Don't hold your breath yote, he has NO answers just accusations. :?


----------



## 10000ft. (Oct 29, 2007)

Pro and Yote,

I am ignorant on facts and numbers when it comes to high dollar tag money and where and how much actually hits the ground. As I'm ignorant to groups like Finn pointed out and what things they have achieved without selling public tags. Neither of you commented on Finns post and I thought for sure you would.


----------



## SteepNDeep (Sep 11, 2007)

You two are real clowns. I didn't say it didn't take money. I said that the statement that having deer takes money is false. Deer don't give a rats about money or the new politics of hunting for tags. They eat, sleep, breed, evade predators, all without money or your help or say so.

The management system takes money. That is all that I was saying. There is a big difference as we can affect the way things are managed. You know that better than I do as you are constantly trying to manipulate what used to be wild game management into high opportunity management. You would like us to think that big game money tags are a necessity to the basic process. They aren't.

Coming out of a drought and mild winters - with the exception of last- has had a greater impact than all of your combined big money efforts.

You guys going to make it rain next? My lawn is looking kind of tired. I'd also like to know that you at least registered Finn's post about the Nature Conservancy.


----------



## coyoteslayer (Sep 10, 2007)

> You two are real clowns. I didn't say it didn't take money. I said that the statement that having deer takes money is false. Deer don't give a rats about money or the new politics of hunting for tags. They eat, sleep, breed, evade predators, all without money or your help or say so.


In order to have deer then you need to have deer habitat. If the piece of land isnt suitable for deer habitat then it costs money to restore this habitat.

Example: cutting cedar trees and replanting sagebrush, bitter brush and other browse plants. Cedar trees choke out browse plants that deer eat because they soak up all the water. In the early 50s and 60s then they chained large sections of land to remove the cedar trees. The deer population exploded because sage brush could grow again in those areas. It cost money to buy pieces of land from landowners so that land isnt developed into housing.

SteepNDeep Im not sure you understand the whole concept from your post above. Restoring habitats costs MONEY.

● Do this
In the forum thread about deer and tag money, why does coyoteslayer say cedar trees choke out the browse plants deer eat?

[Pointing entries]

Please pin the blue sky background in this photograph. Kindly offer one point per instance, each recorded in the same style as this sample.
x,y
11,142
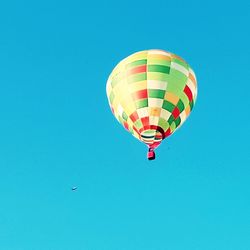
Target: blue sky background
x,y
56,129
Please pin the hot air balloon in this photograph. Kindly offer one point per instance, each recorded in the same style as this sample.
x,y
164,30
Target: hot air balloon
x,y
151,93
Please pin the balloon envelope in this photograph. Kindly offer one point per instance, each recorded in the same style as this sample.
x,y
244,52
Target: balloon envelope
x,y
151,93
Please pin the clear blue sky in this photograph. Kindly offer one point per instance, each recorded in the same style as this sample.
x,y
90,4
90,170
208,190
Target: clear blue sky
x,y
56,129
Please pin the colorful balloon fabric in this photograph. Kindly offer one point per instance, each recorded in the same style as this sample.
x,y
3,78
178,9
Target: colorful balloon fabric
x,y
151,93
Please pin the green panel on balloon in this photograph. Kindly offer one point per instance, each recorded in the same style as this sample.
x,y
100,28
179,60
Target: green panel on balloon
x,y
156,93
136,63
159,68
137,78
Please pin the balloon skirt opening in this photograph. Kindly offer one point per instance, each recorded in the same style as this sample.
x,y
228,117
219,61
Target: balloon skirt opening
x,y
151,155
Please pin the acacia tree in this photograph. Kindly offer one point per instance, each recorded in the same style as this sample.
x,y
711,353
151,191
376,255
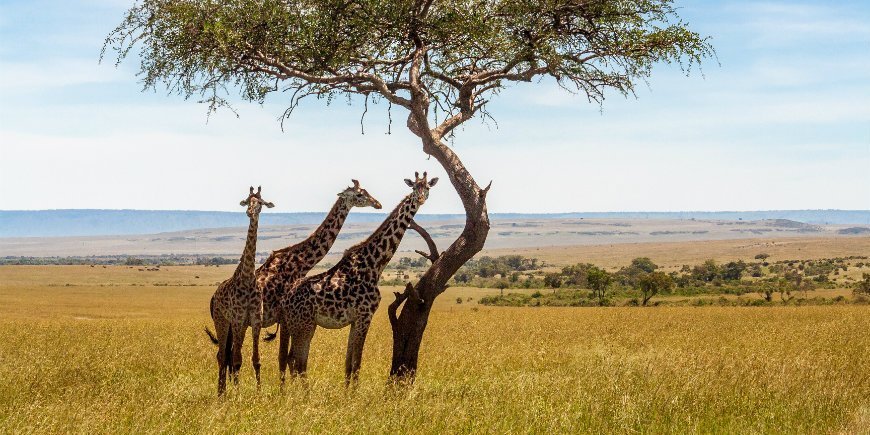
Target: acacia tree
x,y
653,283
440,61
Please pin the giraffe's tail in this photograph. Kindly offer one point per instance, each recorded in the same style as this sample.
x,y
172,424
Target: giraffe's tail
x,y
271,335
211,336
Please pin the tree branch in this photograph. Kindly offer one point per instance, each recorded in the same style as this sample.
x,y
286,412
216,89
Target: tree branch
x,y
433,254
360,81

● Correct answer
Because they soak up all the water.